Point localization data

---*---

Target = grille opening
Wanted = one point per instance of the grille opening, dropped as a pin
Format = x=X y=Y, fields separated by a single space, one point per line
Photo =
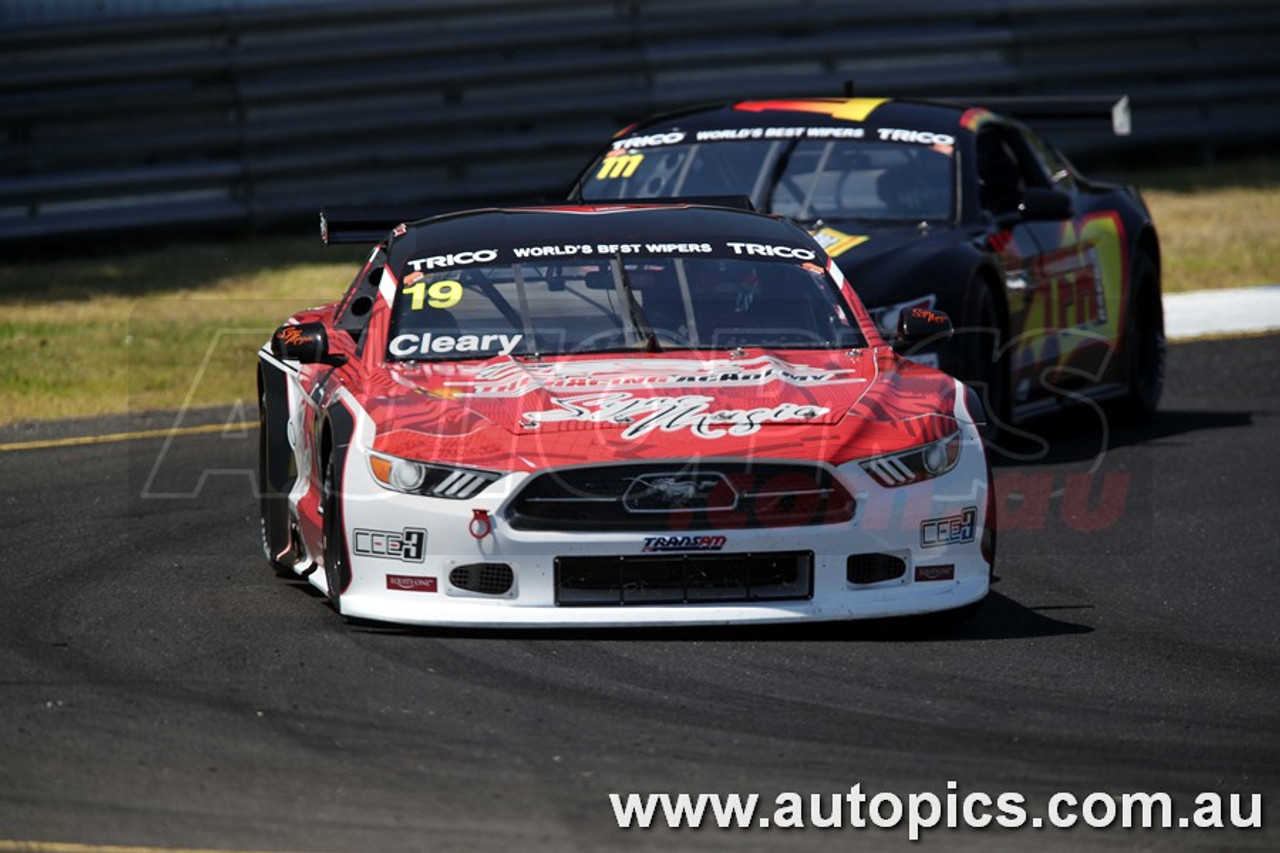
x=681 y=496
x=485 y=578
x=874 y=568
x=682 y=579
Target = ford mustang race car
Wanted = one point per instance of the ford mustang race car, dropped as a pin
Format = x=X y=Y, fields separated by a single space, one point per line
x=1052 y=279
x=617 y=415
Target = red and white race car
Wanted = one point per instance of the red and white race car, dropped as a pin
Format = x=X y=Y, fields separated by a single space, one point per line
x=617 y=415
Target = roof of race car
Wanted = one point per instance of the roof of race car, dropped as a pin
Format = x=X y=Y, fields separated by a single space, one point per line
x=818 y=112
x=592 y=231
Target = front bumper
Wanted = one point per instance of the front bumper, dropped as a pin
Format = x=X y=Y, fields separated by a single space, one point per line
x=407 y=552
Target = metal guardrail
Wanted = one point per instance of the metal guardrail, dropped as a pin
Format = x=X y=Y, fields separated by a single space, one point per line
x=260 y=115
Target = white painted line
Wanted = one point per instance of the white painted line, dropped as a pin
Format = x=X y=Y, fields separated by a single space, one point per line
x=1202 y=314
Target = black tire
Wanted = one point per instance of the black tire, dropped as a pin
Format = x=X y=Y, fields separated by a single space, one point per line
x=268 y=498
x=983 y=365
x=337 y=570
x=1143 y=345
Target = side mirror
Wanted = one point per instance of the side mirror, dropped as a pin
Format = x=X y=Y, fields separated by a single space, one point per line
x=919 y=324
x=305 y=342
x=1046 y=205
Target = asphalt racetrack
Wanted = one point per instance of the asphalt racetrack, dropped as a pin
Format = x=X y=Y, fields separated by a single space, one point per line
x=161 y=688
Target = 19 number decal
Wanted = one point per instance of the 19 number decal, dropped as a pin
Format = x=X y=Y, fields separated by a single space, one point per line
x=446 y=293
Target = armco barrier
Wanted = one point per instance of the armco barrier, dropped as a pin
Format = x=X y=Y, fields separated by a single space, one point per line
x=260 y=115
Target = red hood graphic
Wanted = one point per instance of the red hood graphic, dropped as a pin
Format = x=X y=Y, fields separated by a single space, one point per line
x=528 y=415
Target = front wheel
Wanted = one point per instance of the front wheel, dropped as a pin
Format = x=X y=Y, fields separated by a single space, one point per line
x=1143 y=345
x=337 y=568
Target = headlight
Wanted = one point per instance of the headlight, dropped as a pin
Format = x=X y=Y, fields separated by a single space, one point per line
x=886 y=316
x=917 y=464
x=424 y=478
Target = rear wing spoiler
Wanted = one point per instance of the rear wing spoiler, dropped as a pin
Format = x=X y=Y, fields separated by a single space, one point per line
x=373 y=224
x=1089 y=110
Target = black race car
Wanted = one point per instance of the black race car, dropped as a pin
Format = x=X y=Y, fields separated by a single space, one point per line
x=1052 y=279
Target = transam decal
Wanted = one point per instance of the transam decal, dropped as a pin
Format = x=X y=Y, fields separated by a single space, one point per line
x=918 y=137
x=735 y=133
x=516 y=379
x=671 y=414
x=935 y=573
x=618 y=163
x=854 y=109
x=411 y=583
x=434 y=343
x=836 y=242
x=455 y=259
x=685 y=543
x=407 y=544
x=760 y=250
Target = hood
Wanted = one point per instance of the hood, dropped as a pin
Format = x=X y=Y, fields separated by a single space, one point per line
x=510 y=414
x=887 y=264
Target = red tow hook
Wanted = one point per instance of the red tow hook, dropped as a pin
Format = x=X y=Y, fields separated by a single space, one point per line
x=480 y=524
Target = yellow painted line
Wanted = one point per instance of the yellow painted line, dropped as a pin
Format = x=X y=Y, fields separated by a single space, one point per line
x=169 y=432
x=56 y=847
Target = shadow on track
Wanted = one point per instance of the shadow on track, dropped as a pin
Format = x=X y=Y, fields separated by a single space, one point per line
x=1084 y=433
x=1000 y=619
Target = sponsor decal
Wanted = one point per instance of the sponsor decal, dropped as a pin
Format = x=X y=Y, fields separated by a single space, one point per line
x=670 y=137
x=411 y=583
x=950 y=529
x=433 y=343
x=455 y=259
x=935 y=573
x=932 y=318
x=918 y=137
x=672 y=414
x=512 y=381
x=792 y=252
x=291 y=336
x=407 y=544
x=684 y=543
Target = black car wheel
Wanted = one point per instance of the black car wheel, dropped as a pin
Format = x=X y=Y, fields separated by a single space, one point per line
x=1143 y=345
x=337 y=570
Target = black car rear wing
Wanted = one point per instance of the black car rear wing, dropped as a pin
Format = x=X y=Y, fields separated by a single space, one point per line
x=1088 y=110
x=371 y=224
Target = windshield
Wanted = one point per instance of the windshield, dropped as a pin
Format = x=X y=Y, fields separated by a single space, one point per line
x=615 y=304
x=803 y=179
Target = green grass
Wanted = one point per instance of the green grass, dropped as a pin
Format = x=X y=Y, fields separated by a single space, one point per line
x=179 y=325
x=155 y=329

---*---

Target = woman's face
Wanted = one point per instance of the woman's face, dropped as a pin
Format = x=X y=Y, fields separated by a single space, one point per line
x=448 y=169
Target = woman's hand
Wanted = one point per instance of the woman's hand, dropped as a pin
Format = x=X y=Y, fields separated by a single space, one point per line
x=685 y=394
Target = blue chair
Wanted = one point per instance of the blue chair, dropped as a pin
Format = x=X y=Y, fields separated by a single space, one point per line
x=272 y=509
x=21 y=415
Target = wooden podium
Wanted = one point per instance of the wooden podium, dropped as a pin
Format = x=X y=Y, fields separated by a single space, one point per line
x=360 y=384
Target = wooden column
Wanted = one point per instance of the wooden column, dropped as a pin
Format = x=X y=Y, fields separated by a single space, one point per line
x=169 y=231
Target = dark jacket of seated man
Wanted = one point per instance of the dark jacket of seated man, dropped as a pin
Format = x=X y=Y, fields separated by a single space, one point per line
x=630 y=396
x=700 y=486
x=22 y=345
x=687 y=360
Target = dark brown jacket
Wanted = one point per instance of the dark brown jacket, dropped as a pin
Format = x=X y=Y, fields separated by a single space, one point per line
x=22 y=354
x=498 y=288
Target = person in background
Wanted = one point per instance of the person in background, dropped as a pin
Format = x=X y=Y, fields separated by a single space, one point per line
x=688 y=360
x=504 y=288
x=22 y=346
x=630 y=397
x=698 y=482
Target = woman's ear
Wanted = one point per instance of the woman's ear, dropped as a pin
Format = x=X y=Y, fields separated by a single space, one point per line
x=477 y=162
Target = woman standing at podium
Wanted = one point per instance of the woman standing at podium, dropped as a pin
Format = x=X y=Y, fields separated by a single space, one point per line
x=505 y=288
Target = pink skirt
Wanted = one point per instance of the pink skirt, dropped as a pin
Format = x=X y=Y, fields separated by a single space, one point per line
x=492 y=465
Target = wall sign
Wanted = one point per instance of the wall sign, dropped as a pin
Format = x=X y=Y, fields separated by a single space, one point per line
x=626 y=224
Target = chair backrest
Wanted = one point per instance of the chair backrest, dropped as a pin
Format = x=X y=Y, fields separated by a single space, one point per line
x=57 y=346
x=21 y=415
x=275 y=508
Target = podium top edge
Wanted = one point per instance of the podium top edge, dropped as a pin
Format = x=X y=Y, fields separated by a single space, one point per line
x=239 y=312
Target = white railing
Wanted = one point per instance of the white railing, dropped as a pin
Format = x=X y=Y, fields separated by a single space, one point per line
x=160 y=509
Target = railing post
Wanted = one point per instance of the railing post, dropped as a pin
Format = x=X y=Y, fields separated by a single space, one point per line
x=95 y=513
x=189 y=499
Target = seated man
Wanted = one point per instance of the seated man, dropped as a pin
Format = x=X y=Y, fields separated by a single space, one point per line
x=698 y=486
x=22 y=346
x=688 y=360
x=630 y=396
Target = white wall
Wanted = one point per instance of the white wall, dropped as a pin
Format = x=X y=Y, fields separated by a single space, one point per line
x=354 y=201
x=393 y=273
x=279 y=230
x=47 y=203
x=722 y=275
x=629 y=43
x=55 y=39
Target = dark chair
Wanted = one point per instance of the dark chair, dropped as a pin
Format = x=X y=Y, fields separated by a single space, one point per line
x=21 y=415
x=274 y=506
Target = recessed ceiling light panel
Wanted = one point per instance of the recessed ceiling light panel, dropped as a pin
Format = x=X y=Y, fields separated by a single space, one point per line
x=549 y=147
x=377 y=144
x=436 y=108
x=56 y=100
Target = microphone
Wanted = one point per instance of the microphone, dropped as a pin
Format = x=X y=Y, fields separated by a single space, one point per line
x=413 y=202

---*---

- _Problem details_: From the records above, print only the lines between the one holding "Wanted = one point per instance of the woman's hand, dropped" and the one holding "Target = dark brown jacket", inclusive, exactly as they stand.

- _Your response_:
Wanted = one point per instance of the woman's hand, dropped as a pin
Format = x=X y=Y, fields separated by a single space, one point per line
x=685 y=394
Target = blue chair
Wanted = one point per instance of the blue chair, dropped as a pin
Format = x=X y=Y, fields separated by a single space, one point per line
x=272 y=509
x=21 y=415
Target = wooden podium
Wanted = one point per instance of the wooden podium, dropped as a pin
Format = x=X y=Y, fields separated by a single space, one point per line
x=360 y=384
Target = wooden column
Wanted = one point per instance of the wooden column, dropped as a pin
Format = x=X y=Y, fields separated by a single space, one point per line
x=169 y=231
Target = dark jacket of seated man
Wanted = one point per instance of the dark jacket of seated man, dropped as a pin
Format = x=X y=Y, fields separated by a single space, one point per line
x=630 y=396
x=700 y=486
x=22 y=345
x=687 y=360
Target = dark brown jacket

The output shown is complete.